### Objectif de l'exercice
Reprenez le texte sur l'enseignant qui observe sa classe et écrivez la suite, juste après sa dernière phrase.

##### Extrait à lire

Observer la classe en train de se faire m'a toujours semblé particulièrement difficile.

Je me souviens qu'un jour un élève de CM1, après que j'ai dans un même mouvement repéré un petit mot qui circulait en fond de classe, demandé à un enfant de ranger le livre qu'il lisait en douce sous sa table et fait un signe à deux petits bavards pour qu'ils arrêtent un instant, s'était exclamé : "Mais, maître, tu vois tout !". Je me suis alors dit en moi-même "Ah, si seulement c'était vrai !". Car j'ai toujours eu le sentiment que quelque chose échappait à mon regard. Et je ne parle pas seulement des comportements les plus visibles des élèves mais bien sûr de tout ce qui se passe en classe, de ces multiples interactions qui font la relation pédagogique, qui tissent pour une bonne part les apprentissages ou (co-)construisent les difficultés des élèves.

Je sais aujourd'hui, avec l'expérience, qu'il est, non seulement, impossible de tout voir dans une classe, en particulier la sienne, mais que c'est sans doute peu souhaitable. Cela fait indéniablement partie d'un certain lâcher prise de la part de l'enseignant sur sa propre pratique : il n'est pas, et ne doit pas se penser comme un demi-dieu vivant qui voit tout, entend tout, sait tout.

Pourtant, observer - qui n'est ni regarder, ni voir, mais déjà filtrer, sélectionner, analyser... - fait indéniablement partie des compétences professionnelles requises pour tout enseignant, et a fortiori pour tout maître formateur, appelé à observer la pratique des autres. Nous acquérons au fil du temps et de l'expérience concrète de ce drôle de métier une compétence d'autoanalyse à chaud de ce que nous faisons. C'est un peu schizophrénique sans doute, mais quand je "fais" classe, je me "regarde faire" classe et tout un système d'interrogations (Pourquoi dis-tu ça ?, Qu'est-ce je fais maintenant ?...), d'alertes (Attention, deux élèves n'écoutent pas ! Un tel n'a visiblement pas compris !...), d'anticipations (Dans 5 minutes on passe aux maths ! Ils finissent, collent, rangent et on sera prêt pour la récréation !...), d'analyse (On peut faire ça autrement, J'aurais du expliquer comme cela...) est en permanence actif parallèlement aux systèmes qui produisent l'action proprement dite (la planification et l'exercice concret). Cette "tour de contrôle" est très largement automatisée et les compétences mises en jeu (observation, repérage, anticipation, analyse) semblent avoir été acquises essentiellement sur le tas, justement dans ce "faire classe" qui réclame - on s'en rend très vite compte quand on débute - sa propre régulation.

##########
##### Données fournies

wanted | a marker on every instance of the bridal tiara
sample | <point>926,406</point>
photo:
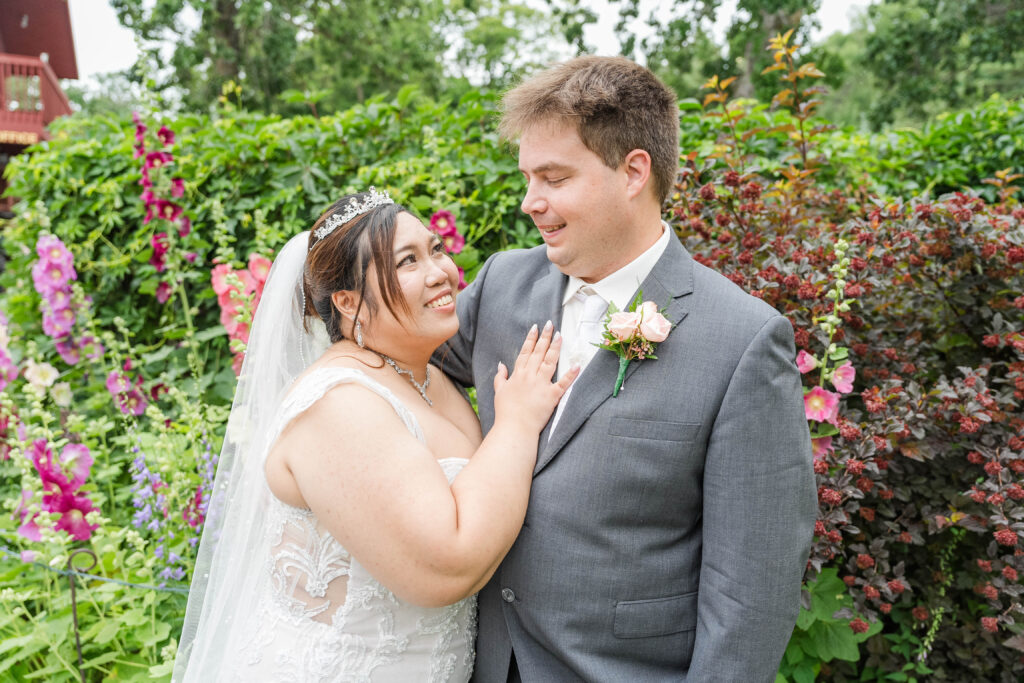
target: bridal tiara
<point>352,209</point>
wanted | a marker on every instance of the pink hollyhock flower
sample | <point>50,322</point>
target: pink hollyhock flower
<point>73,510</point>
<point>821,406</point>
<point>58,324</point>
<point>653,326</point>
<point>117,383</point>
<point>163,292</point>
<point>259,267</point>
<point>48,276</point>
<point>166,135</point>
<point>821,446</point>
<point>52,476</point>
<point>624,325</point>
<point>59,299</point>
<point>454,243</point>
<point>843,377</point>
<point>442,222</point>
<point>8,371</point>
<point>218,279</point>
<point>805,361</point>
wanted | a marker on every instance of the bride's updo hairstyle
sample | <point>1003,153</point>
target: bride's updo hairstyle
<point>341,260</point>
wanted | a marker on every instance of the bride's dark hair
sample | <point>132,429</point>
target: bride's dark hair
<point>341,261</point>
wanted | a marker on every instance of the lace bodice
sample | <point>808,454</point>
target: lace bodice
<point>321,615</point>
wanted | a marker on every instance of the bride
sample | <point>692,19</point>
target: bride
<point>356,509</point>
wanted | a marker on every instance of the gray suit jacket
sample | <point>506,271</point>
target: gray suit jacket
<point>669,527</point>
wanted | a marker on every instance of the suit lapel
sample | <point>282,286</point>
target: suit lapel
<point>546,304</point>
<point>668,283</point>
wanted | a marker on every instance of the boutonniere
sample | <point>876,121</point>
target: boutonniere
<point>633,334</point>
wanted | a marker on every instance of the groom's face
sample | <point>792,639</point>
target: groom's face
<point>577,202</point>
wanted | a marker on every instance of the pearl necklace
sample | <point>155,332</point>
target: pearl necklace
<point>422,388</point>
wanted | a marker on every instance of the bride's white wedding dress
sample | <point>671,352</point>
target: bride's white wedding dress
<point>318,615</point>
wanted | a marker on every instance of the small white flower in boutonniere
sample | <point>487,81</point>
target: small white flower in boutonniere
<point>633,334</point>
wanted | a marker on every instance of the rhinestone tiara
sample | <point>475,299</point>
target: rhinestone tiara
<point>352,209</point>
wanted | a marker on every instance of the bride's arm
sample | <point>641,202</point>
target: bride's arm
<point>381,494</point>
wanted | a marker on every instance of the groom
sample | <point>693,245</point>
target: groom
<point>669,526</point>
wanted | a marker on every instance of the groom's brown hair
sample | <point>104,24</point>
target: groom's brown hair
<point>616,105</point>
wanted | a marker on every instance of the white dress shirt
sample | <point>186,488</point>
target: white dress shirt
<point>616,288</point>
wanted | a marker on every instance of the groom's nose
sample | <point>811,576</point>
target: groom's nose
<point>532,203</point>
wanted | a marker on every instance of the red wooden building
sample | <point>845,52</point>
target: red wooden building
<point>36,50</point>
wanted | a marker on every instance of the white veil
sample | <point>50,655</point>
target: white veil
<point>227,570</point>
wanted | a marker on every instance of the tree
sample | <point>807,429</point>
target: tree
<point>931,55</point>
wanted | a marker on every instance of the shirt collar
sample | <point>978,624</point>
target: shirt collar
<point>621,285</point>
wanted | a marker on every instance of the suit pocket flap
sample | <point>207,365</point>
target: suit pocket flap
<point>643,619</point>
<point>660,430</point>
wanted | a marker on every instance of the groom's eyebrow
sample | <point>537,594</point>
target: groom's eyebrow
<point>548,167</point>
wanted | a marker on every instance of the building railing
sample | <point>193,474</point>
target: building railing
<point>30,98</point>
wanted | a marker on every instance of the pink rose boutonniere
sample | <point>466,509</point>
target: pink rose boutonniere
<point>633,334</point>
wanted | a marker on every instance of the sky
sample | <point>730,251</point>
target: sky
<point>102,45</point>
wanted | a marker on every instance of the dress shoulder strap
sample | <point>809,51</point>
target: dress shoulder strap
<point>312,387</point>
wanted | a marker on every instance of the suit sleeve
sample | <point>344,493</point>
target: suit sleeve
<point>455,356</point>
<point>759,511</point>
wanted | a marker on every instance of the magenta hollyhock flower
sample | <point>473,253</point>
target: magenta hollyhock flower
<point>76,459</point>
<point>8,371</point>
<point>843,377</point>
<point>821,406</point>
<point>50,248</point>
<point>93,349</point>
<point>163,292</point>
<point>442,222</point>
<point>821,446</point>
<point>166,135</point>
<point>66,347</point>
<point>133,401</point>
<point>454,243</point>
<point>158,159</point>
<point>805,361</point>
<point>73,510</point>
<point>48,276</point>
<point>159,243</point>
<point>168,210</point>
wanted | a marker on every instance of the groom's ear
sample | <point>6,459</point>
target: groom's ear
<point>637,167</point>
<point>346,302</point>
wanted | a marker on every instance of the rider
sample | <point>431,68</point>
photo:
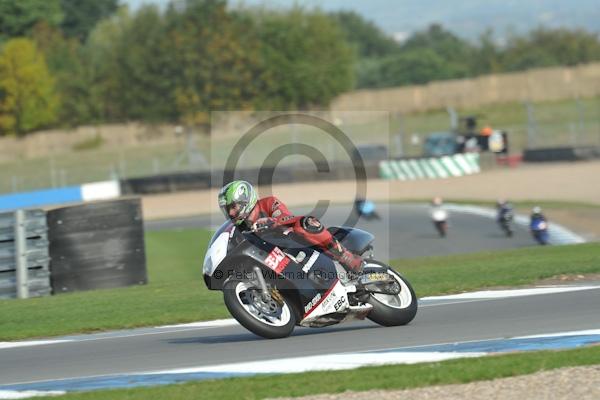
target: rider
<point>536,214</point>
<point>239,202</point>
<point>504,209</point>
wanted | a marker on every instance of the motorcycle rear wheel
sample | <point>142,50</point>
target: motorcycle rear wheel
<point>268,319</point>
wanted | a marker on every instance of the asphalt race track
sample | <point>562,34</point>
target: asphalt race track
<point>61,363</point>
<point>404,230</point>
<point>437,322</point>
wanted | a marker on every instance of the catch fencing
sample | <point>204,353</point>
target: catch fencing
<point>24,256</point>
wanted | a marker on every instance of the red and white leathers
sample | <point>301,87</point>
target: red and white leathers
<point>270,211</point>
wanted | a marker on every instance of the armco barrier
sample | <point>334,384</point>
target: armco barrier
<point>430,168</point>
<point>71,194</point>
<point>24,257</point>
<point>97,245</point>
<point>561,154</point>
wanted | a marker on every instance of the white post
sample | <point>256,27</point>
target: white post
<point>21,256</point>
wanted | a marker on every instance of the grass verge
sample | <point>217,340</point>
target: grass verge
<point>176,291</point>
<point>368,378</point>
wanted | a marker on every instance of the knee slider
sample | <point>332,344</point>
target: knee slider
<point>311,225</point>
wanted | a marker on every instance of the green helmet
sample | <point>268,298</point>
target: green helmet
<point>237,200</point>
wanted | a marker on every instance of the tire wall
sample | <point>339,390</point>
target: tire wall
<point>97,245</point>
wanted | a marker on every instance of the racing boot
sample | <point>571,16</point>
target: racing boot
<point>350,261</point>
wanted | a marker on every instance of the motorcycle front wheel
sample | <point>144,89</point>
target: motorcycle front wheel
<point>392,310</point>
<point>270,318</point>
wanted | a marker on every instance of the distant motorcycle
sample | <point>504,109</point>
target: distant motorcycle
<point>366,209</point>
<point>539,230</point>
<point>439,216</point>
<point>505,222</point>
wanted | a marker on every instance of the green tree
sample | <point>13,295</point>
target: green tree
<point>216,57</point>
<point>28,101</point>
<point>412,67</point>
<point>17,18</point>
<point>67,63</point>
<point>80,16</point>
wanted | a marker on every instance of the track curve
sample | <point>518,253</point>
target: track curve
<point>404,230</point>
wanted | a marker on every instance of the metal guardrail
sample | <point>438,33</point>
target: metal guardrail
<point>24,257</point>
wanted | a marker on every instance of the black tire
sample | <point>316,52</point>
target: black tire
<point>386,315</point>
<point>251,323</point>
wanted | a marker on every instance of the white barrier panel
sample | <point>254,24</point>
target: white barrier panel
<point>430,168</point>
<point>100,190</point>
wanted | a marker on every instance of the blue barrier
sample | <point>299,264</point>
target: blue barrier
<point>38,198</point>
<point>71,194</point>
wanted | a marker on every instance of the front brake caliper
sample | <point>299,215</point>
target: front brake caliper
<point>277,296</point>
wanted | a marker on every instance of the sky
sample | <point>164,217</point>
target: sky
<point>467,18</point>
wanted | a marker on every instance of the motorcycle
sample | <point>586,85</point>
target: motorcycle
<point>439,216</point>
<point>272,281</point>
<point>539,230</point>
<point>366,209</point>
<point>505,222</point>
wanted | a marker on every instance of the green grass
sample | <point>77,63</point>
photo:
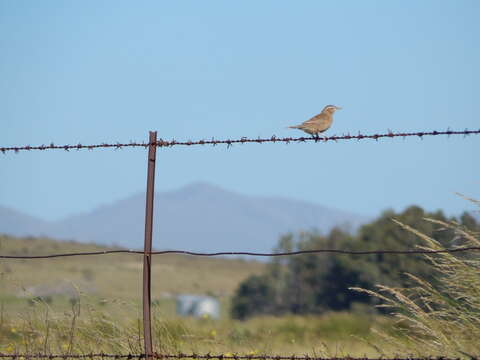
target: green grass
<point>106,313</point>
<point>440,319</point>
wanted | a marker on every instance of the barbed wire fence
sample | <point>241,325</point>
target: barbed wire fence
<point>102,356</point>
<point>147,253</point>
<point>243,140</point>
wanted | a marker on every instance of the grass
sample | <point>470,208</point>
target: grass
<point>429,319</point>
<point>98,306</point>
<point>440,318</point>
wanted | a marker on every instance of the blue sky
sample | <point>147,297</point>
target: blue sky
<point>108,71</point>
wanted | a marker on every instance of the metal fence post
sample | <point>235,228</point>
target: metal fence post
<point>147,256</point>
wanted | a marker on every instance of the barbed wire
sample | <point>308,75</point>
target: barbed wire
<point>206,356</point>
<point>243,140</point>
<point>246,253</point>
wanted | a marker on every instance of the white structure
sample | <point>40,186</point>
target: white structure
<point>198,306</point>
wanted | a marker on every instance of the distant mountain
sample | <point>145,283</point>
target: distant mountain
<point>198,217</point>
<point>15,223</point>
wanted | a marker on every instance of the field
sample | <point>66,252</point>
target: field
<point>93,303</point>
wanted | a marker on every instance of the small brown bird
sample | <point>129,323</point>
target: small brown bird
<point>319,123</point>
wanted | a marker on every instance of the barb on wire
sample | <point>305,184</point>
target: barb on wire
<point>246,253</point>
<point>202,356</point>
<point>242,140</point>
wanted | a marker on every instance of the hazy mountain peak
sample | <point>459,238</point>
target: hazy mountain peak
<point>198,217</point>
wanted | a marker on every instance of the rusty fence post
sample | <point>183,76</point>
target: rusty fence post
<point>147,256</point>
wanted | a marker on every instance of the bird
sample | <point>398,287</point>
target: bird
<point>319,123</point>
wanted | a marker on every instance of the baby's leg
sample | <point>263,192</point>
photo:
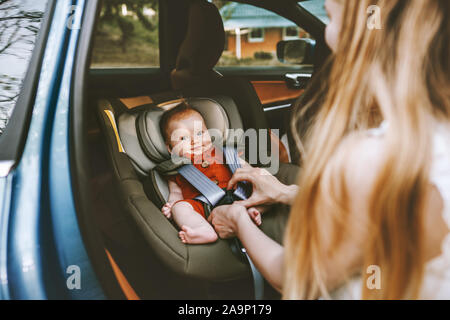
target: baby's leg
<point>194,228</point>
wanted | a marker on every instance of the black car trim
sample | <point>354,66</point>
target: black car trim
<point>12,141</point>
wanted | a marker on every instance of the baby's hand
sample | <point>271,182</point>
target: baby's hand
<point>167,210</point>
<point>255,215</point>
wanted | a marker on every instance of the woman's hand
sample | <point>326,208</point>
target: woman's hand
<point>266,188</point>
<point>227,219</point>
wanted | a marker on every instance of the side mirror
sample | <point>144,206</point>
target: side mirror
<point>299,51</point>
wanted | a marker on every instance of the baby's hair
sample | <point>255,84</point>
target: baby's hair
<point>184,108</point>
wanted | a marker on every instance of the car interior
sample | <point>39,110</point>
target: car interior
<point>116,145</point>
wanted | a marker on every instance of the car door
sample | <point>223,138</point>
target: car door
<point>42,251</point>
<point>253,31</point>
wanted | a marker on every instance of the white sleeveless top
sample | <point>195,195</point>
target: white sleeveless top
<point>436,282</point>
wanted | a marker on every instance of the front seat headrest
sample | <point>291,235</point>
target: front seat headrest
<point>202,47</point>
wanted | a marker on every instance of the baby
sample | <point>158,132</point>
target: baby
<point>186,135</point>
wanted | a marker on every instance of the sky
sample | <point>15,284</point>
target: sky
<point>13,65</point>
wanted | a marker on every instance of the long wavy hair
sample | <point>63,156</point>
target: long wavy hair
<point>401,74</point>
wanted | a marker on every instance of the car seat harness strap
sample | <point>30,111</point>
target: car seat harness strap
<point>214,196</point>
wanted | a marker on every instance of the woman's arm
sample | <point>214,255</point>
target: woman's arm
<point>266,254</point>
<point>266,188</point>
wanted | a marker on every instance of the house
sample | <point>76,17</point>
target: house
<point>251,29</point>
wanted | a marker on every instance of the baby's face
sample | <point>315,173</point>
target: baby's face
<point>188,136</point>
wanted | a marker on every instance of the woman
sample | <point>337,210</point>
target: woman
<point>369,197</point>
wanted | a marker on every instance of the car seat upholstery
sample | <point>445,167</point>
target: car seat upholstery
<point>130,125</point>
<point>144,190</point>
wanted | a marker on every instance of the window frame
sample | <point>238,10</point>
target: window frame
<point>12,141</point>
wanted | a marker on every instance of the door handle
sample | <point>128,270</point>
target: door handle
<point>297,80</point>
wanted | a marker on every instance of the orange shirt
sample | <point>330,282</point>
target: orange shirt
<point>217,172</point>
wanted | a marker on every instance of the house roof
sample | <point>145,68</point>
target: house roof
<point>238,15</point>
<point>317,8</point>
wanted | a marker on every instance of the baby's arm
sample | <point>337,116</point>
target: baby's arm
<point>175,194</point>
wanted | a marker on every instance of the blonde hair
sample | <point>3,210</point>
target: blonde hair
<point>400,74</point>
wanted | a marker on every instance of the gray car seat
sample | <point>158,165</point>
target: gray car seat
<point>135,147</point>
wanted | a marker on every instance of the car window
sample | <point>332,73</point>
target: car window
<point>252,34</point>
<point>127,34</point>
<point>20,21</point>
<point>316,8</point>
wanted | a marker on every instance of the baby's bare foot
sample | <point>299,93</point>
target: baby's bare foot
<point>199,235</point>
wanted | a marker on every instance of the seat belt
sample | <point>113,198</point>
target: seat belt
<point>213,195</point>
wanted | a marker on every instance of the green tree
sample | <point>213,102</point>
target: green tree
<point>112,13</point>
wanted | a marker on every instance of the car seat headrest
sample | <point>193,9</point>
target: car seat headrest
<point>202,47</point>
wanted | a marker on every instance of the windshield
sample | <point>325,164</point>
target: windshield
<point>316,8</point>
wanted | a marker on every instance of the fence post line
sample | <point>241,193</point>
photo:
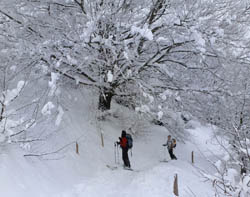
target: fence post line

##########

### Réponse attendue
D'où des difficultés spécifiques aux enseignants débutants qui, faute d'une capacité d'observation forte, manquent parfois des comportements individuels ou collectifs, peinent à contrôler leurs propres réactions (prises de parole, gestuelle, placement du corps dans la classe...), peuvent être dépassés par la relation avec les élèves et finalement penser qu'ils ne gèrent pas bien la classe. Je me souviens, en formation initiale à l'IUFM, on nous disait que notre regard devait être circulaire et sans arrêt tourner dans la classe, tel le faisceau lumineux d'un projecteur ou l'œil de Sauron à la recherche de l'anneau. Mais on ne nous disait pas forcément pourquoi le faire (sinon pour des questions évidentes de sécurité : toujours savoir où sont les élèves et ce qu'ils font). De même, lors des stages d'observation et de pratique accompagnée (OPA), la consigne était bien d'observer attentivement avant de prendre la classe pour se faire la main, mais jamais on ne nous disait explicitement ce qu'il fallait observer. Or, dans une classe, il y a mille choses à voir et à analyser. Vouloir tout observer, c'est demeurer aveugle à l'essentiel.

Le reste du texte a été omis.